> _WORK INSTRUCTION_:
Word for word, transcribe the data below from the line with "If you could locate the palm" to the line with "If you could locate the front", keeping both of those lines.

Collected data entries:
☆ ☆ ☆

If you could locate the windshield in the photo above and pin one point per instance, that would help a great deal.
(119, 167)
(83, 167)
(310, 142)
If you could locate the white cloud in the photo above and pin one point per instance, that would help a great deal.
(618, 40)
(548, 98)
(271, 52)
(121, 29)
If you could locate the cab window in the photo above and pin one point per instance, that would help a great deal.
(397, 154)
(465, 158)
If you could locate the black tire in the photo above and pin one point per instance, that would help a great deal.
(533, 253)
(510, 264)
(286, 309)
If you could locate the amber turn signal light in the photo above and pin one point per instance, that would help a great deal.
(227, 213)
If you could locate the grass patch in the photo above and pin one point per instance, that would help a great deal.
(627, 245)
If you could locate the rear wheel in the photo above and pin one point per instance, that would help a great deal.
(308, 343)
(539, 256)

☆ ☆ ☆

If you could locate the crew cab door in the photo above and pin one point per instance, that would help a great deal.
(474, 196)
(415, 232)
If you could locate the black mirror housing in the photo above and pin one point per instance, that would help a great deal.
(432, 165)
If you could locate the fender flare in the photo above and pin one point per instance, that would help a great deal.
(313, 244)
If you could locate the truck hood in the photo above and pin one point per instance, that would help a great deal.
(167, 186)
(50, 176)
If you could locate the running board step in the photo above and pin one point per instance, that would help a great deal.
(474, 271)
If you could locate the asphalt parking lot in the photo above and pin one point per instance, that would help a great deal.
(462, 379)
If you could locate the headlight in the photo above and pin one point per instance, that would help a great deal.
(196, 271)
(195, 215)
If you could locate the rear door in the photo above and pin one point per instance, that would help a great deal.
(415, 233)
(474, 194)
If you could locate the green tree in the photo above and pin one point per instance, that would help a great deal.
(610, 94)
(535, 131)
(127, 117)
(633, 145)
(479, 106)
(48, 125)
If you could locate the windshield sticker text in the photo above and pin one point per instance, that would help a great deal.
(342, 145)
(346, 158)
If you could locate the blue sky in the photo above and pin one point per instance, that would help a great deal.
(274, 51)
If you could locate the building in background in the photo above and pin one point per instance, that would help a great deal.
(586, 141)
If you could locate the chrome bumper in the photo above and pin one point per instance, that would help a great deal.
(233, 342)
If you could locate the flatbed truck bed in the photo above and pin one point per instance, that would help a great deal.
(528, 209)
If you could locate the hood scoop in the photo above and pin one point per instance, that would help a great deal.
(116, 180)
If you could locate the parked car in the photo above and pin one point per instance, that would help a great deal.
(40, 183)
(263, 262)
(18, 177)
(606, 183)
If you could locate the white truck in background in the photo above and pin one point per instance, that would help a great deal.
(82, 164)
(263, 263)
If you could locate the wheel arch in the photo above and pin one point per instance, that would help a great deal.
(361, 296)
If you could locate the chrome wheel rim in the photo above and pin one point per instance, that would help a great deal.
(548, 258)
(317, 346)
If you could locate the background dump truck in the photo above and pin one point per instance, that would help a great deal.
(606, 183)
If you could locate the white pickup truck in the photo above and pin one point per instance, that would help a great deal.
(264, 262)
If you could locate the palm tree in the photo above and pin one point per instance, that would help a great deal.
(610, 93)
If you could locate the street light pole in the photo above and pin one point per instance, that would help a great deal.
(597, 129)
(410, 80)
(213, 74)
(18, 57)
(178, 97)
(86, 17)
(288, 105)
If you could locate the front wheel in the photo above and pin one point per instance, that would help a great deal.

☆ ☆ ☆

> _FINAL ANSWER_:
If you could locate the palm tree in the photo above and pin one point per instance, that would help a great deal.
(610, 93)
If you could locate the street light pole in the photo above and pin one point per instance, that would help a great deal.
(597, 129)
(410, 80)
(213, 74)
(18, 57)
(178, 97)
(86, 17)
(288, 105)
If you could locate the front wheel in the photo above and pin one point per instance, that would help a great deal.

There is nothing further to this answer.